To do:
Only the line with "[point] at the white" and the lines after it, to the end of the data, should appear in the answer, each reproduced exactly.

Material shown:

::::::

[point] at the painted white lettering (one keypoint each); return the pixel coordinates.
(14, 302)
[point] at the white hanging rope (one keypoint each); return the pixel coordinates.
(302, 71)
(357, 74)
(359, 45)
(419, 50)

::::::

Answer below:
[point] at the white hanging rope (one keypoint each); return the pixel coordinates.
(302, 71)
(357, 74)
(359, 45)
(419, 50)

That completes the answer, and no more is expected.